-- Begin Quoted passage --
Home > Man-Made Disasters > Italy’s Financial Crisis Deepens, Consequences for the World Economy Disastrous if Italy Defaults

Italy’s Financial Crisis Deepens, Consequences for the World Economy Disastrous if Italy Defaults


“London (CNN) – Italy’s bond yields passed 7% Wednesday morning, breaching a psychological point at which markets consider countries at risk of being unable to fund themselves.

The dramatic rise in 10-year bond yields comes the day after Italy’s flamboyant Prime Minister Silvio Berlusconi said he would resign after the country’s budget is passed. The 75-year old Berlusconi has been a dominant force since forming the Forza Italia party in 1994, and his pending departure marks the end of an era for Italian politics.

But while the political spectacle that came with Berlusconi could now fade, the financial show might be just beginning. The pricing – set by traders who are selling Italy’s bonds – hit 7.3% by mid morning after breaking through 7% a short while earlier. “It’s like tectonic plates,” a desk analyst told CNN. “You have this pressure and then it breaks.”

To put Italy’s bond yields in context: Ireland bond yields were just over 8% before the country was bailed, Greek yields touched 10% and Portugal’s hit 9%.
-- End Quoted passage --
Tasks to carry out:
a – In the report on Italy's financial crisis, what level had Italy's 10-year bond yields reached by mid morning?
b – Write the next part of the report on Italy's financial crisis, picking up right after its final sentence.
-- Begin Supplied data --
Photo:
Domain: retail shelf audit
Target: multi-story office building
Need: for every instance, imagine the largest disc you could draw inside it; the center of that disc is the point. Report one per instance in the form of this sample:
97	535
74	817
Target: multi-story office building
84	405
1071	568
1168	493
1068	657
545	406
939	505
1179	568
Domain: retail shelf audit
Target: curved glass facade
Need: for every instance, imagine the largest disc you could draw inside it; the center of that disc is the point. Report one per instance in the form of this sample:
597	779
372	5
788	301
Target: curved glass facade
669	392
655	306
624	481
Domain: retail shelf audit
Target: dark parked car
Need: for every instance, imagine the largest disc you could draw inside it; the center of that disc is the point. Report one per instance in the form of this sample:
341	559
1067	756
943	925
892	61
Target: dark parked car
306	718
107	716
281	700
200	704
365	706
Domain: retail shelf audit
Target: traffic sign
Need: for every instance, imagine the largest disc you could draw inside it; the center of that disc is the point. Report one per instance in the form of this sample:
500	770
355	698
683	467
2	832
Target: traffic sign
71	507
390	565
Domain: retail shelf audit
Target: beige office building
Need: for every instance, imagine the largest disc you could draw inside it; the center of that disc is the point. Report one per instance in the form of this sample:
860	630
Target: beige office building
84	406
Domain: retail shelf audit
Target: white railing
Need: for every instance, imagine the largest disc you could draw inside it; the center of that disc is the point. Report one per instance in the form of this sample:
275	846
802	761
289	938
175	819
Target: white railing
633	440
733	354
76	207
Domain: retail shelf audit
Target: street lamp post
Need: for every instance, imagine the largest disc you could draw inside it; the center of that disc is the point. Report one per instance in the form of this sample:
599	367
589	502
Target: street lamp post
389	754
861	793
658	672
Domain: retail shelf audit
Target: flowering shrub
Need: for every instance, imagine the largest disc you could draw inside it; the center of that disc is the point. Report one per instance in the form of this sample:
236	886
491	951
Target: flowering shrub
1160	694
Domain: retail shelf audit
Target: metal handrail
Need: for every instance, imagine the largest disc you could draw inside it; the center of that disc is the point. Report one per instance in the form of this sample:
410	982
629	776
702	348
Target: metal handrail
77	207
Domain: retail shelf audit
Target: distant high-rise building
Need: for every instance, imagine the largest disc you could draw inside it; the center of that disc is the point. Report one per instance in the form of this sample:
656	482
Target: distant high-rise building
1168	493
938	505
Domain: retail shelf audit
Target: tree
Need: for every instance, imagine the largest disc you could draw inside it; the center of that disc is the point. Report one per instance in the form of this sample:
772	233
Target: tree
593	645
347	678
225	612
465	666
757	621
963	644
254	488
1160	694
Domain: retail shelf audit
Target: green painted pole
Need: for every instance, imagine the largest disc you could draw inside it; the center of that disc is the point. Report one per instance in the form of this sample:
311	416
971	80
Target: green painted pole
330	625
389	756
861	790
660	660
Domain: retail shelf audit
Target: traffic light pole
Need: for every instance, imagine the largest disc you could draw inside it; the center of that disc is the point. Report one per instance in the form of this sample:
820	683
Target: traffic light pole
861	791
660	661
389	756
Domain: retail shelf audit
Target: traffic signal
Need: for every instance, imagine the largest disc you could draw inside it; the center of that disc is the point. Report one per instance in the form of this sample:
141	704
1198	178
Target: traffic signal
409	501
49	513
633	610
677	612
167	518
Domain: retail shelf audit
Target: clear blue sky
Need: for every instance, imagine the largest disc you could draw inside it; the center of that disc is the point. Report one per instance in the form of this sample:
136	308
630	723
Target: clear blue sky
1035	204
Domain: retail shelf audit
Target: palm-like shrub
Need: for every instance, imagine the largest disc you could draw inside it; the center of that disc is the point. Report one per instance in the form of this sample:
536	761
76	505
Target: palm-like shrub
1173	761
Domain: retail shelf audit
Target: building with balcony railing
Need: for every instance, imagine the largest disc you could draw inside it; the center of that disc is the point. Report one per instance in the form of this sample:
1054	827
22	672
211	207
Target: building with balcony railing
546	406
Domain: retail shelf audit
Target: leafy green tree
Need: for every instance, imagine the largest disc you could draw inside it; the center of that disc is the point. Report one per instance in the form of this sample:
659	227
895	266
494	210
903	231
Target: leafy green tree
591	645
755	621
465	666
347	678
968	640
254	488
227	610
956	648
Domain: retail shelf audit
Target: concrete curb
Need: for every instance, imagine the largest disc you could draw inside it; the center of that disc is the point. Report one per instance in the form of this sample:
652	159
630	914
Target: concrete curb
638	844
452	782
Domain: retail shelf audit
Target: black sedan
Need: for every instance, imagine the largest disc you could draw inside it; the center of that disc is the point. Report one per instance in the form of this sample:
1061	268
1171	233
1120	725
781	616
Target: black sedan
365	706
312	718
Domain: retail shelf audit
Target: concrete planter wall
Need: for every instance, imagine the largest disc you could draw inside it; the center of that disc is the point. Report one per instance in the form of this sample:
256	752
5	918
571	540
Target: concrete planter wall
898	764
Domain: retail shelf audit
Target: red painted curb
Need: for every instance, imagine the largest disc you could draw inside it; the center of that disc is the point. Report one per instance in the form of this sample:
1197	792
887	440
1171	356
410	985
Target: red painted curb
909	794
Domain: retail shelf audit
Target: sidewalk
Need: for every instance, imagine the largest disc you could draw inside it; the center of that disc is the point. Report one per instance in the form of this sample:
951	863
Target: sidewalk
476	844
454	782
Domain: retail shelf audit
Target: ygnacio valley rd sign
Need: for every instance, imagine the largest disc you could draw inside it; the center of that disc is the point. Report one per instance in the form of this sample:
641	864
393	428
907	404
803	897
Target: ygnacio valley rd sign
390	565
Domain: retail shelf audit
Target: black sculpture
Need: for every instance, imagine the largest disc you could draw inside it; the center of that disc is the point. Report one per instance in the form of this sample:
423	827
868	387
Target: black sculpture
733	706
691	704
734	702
-- End Supplied data --
Answers below:
a – 7.3%

b –
Italy and Spain – the eurozone’s third and fourth largest economies – are those often referred to as too big to fail. So far, the eurozone countries and the European Central Bank have actively kept the bloc’s struggling economies afloat.

But their powers may be limited when it comes to Italy. The numbers are huge, and the political – and financial – capacity to continue supporting the bloc’s weak will face a mighty test should Italy stumble.” Read more.

Has Italy past the point of no return? – “The scandal-plagued prime minister will follow his Greek counterpart George Papandreou into early retirement as fears grow that Italy, the eurozone’s third largest economy, may default on its debt. Italy has failed to implement austerity measures designed to reduce its mammoth €1.9 trillion debt load — nearly six times that of Greece — and the cost to the country of borrowing more money to pay off that debt is spiraling out of control. While no one knows yet whether Italy will default, analysts say that the country is vastly too big to bail out — and that the consequences for the world economy of a default would be a disaster.” Read more.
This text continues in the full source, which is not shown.